→ TEXTAUSZUG:
-=-=-=-=-

Für Unternehmer Adolf Merckle wird es am 12. Januar eine Trauerfeier geben

07.01.09: Für den Unternehmer Adolf Merckle (u.a. Fa. Ratiopharm), der sich am Montag, 05.01.2009, das Leben genommen hat, wird es am
kommenden Montag, 12. Januar, in der Stadtkirche Blaubeuren eine Trauerfeier geben.

"Adolf Merckle hat für seine Familie und seine Firmen gelebt und gearbeitet", teilte seine Familie laut der Süddeutschen Zeitung am Dienstag mit. "Die durch die Finanzkrise verursachte wirtschaftliche Notlage seiner Firmen und die damit verbundenen Unsicherheiten der letzten Wochen sowie die Ohnmacht, nicht mehr handeln zu können, haben den leidenschaftlichen Familienunternehmer gebrochen, und er hat sein Leben beendet."

Der frühere Bischof der Evangelischen Landeskirche in Württemberg, Gerhard Maier, hält die Ansprache. Dass es überhaupt eine kirchliche Feier für einen Menschen gibt, der sich das Leben genommen hat, ist geschichtlich betrachtet nicht selbstverständlich.

Augustinus: Nachfolger Jesu dürfen sich dem Leiden nicht entziehen

Unter dem Einfluss von Kirchenvater Augustinus (354-430) gilt der Freitod als Sünde, als eine Handlung, die Christen verwehrt ist. Das Gebot «Du sollst nicht töten» gelte auch im Blick auf die eigene Person, befand der Theologe. Da der Gründer der Kirche, Jesus Christus, leiden musste, dürften sich seine Nachfolger dem Leiden nicht entziehen, argumentierte Augustinus.

Kirche verweigerte Selbstmördern über Jahrhunderte ein kirchliches Begräbnis

Diese Ansicht führte dazu, dass die Kirche Selbstmördern über Jahrhunderte ein kirchliches Begräbnis verwehrte. Selbst auf dem kirchlichen Friedhof war kein Platz für Selbstmörder, sie wurden in ungeweihter Erde verscharrt. «Eselsbegräbnis» nannte man diese Bestattungsform. Diese Bezeichnung wurzelt im Alten Testament, wo es beim Propheten Jeremias (Kapitel 22, Vers 19) heißt: «Er (der Verfluchte, Jojakim, König von Juda) soll wie ein Esel begraben werden, geschleift und hinausgeworfen vor die Tore Jerusalems.»

-=-=-=-=-

Gespeicherte Dateneinträge
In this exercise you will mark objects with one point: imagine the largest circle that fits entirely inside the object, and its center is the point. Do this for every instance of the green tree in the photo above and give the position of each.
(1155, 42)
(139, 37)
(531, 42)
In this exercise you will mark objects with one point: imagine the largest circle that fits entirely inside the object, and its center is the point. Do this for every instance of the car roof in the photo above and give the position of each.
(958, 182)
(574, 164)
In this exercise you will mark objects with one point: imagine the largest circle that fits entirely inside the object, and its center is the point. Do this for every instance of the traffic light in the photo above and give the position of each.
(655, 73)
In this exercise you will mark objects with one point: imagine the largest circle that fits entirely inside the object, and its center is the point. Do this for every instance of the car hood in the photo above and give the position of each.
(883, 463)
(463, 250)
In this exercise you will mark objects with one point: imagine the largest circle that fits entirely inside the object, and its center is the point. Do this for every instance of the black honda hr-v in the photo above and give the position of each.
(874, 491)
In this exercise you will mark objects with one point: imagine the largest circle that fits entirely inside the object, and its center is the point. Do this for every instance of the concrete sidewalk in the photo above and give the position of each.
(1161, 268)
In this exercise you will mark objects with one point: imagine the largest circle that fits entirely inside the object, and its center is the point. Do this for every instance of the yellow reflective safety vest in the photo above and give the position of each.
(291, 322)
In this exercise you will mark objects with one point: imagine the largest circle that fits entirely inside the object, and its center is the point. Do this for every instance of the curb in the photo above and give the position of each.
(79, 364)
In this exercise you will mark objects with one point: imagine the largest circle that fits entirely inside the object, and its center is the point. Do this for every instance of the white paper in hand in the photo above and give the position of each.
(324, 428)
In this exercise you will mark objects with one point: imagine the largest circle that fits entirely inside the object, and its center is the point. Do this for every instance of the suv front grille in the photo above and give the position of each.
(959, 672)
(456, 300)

-=-=-=-=-

→ FOLGENDES ERGÄNZEN:
**a)** Beantworte zum Textauszug über die Trauerfeier für Adolf Merckle die folgenden Fragen:
(i) In welcher Kirche findet die Trauerfeier statt?
(ii) Wer hält die Ansprache?
(iii) Wie nannte man die Bestattung von Selbstmördern in ungeweihter Erde?
**b)** Setze den Textauszug über die Trauerfeier für Adolf Merckle nach seinem letzten Satz fort.

→ GELÖSTE AUFGABEN:
**a)**
(i) In der Stadtkirche Blaubeuren.
(ii) Gerhard Maier, der frühere Bischof der Evangelischen Landeskirche in Württemberg.
(iii) «Eselsbegräbnis».

**b)**
Überzeugung setzt sich durch, dass sich ein Christ durch Freitod nicht um das Seelenheil bringt

Die Protestanten übernahmen diese Praxis, die mancherorts bis ins 20. Jahrhundert hinein geübt wurde. Seither setzte sich in Theologie und Kirchen allerdings die Ansicht durch, dass die göttlichen Verheißungen stärker sind als das schuldhafte Verhalten von Menschen. Die christliche Ethik hält zwar bis heute die Selbsttötung nicht für eine christliche Handlung. Doch ist inzwischen die Überzeugung verbreitet, dass sich ein Christ dadurch nicht um sein Seelenheil bringt. Im Katechismus der katholischen Kirche wird der Selbstmord als «schwere Verfehlung gegen die rechte Eigenliebe» bewertet.

Immerhin gibt es auch prominente Christen, die eigenmächtig aus dem Leben geschieden sind. Der evangelische Liederdichter Jochen Klepper (1903-1942) etwa, Autor des Adventsliedes «Die Nacht ist vorgedrungen». Klepper war mit einer Jüdin verheiratet, der die Deportation durch die Nationalsozialisten drohte. Um diesem Schicksal zu entgehen, vergiftete sich das Ehepaar mit seiner Tochter mit Gas.

Zahl der Selbsttötungen in Deutschland sinkt

Insgesamt hat die Zahl der Selbsttötungen in Deutschland in den vergangenen Jahren ständig abgenommen. 2007 waren es 9.402 und damit nur halb so viele wie 1980. Andererseits starben 2007 mehr Menschen durch die eigene Hand als durch Verkehrsunfälle (4.949) und Tötungsdelikte (2.347) zusammen.